++++ Exercise input ++++
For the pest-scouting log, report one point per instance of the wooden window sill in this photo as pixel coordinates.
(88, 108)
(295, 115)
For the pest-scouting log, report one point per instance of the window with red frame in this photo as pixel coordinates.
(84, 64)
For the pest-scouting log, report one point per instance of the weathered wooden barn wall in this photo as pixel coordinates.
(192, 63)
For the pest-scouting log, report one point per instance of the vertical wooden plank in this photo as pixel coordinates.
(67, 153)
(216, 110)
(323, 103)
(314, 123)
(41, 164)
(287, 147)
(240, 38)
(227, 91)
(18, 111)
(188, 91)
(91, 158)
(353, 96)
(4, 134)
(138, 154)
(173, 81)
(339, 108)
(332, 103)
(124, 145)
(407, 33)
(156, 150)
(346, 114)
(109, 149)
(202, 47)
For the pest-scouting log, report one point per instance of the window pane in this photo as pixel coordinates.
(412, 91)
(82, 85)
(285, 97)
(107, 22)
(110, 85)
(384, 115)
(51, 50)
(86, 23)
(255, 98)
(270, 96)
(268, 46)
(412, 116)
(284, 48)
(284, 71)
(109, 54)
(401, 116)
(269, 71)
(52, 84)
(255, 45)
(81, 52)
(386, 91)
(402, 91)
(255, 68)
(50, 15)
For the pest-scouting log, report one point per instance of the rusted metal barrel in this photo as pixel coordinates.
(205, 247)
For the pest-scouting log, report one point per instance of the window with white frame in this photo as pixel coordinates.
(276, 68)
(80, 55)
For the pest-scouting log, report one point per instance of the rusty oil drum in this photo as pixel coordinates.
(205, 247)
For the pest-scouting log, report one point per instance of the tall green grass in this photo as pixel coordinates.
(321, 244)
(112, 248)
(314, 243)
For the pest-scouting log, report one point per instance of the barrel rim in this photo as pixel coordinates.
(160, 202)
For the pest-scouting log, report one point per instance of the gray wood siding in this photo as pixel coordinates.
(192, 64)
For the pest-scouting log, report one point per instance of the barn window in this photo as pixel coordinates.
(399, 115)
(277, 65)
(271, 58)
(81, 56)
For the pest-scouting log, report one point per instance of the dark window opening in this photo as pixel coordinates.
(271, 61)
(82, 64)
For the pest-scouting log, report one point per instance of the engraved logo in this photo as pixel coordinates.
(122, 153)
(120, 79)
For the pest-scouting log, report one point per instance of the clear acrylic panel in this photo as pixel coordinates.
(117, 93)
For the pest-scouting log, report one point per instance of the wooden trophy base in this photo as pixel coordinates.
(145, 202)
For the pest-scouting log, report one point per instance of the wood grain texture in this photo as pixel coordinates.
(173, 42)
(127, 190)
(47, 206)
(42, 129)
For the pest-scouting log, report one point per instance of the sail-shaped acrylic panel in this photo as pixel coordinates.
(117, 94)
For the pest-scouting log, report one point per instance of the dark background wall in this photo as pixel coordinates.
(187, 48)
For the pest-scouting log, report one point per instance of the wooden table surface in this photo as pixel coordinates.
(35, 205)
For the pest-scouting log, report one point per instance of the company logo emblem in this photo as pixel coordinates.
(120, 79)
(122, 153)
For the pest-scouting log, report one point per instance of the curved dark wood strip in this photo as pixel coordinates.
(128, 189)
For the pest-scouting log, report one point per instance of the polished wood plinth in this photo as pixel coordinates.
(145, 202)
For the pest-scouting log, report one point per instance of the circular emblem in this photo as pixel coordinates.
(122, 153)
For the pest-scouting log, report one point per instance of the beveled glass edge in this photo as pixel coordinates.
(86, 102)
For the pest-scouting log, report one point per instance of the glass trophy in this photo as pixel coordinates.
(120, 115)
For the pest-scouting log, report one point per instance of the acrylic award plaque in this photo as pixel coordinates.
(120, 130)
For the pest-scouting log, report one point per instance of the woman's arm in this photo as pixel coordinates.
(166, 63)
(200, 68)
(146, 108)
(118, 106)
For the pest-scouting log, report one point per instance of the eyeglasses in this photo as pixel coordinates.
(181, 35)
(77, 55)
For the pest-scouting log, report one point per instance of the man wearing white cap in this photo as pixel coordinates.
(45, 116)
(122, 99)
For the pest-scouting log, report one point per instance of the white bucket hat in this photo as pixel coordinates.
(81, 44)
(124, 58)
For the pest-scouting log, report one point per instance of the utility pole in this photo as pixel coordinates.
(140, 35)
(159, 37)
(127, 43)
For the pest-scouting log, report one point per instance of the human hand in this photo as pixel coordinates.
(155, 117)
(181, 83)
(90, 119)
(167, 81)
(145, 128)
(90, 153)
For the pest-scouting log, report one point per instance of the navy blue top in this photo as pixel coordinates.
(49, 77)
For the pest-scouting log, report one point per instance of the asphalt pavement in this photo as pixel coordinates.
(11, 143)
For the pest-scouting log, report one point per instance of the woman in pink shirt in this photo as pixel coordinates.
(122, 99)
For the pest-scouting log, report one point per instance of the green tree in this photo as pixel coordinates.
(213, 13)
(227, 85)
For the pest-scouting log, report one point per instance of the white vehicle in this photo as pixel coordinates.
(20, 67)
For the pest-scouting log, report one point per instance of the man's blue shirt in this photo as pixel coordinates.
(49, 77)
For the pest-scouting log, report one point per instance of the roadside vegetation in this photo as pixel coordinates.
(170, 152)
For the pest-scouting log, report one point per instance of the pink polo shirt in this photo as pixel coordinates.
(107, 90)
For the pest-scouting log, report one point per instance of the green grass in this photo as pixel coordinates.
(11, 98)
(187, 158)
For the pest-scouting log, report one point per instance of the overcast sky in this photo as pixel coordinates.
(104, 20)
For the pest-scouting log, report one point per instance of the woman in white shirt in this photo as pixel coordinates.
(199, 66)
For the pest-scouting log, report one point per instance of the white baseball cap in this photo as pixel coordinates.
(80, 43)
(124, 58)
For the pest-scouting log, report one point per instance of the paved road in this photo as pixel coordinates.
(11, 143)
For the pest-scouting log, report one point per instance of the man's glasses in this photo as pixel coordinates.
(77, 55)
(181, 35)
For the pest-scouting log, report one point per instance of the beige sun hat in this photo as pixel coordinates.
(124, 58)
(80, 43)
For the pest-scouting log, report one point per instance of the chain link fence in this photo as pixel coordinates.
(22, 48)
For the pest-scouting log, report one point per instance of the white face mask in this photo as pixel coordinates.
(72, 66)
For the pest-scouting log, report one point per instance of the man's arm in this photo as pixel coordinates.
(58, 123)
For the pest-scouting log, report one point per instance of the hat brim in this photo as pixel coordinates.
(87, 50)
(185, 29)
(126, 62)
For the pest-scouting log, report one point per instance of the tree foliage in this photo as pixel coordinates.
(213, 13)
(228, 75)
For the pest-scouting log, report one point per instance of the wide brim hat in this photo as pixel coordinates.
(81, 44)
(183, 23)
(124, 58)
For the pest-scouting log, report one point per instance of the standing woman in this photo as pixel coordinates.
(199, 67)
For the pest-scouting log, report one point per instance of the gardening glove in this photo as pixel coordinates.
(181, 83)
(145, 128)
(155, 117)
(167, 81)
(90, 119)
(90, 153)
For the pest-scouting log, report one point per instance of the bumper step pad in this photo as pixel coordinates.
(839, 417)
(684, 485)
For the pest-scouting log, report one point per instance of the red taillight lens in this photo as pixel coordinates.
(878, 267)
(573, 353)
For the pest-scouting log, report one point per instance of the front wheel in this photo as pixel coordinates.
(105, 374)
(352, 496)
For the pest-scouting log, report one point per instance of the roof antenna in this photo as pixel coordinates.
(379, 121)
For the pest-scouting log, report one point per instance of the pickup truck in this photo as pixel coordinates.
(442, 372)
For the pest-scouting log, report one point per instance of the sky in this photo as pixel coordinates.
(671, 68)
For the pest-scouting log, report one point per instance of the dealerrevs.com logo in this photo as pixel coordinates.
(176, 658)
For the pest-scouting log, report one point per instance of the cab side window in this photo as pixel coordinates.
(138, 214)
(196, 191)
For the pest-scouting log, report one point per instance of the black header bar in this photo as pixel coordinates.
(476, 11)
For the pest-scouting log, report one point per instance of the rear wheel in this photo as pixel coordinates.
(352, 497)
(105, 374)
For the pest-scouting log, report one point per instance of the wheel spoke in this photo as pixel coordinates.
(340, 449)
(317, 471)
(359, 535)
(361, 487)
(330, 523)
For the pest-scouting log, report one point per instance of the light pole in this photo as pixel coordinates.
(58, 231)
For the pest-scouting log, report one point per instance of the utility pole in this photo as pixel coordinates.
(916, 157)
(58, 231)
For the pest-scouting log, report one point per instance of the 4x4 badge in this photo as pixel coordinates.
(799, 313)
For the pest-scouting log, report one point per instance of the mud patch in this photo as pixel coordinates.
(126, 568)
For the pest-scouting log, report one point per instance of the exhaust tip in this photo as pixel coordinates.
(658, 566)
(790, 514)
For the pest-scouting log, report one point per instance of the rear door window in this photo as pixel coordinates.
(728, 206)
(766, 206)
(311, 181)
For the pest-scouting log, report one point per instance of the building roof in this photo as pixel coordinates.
++++
§ **Exercise details**
Your answer should consist only of the lines from the one with "antenna in this photo as pixel coordinates." through the end of the data above, reproduced exactly.

§ **Correct output**
For the pest-scouting log, report one point per instance of the roof antenna in this photo as pixel coordinates.
(379, 121)
For the pest-scouting log, report one point per instance of the pickup truck in this photo as pixel coordinates.
(442, 372)
For the pest-scouting log, report one point per instance of the sky in this photo as pixel coordinates.
(671, 68)
For the pest-scouting log, report one point per instance of the dealerrevs.com logo in this photo as pixel coordinates.
(176, 658)
For the pest-scouting log, report one point per instance of the cab side window in this photo as pixel coordinates.
(138, 214)
(196, 191)
For the pest-scouting log, report one point per instance of the black header bar in this photo as pixel coordinates.
(476, 11)
For the pest-scouting log, report one point per instance of the rear wheel in this photo as pixel coordinates.
(352, 497)
(105, 374)
For the pest-scouting log, report one point per instance of the wheel spoke in this photo as pixel coordinates.
(340, 449)
(317, 471)
(359, 535)
(361, 487)
(330, 523)
For the pest-scouting log, report one point per instance of the light pole in this photo as pixel coordinates.
(58, 231)
For the pest-scouting log, report one point per instance of the utility pole in this photo as pixel coordinates.
(916, 157)
(58, 231)
For the pest-scouting log, report one point per instance of the 4x4 badge in this photo as pixel coordinates.
(799, 313)
For the pest-scouting log, report one point per instance of the mud patch in this photo as pixel coordinates.
(126, 568)
For the pest-scouting log, report one point per instance of the exhaust tip in this photo as pixel coordinates.
(658, 566)
(790, 514)
For the pest-scouting log, report one point per instance of the rear door window in this photo as pixel coordinates.
(728, 206)
(766, 206)
(311, 181)
For the pest-scouting log, report one point per instance of the building roof in this photo as pixel coordinates.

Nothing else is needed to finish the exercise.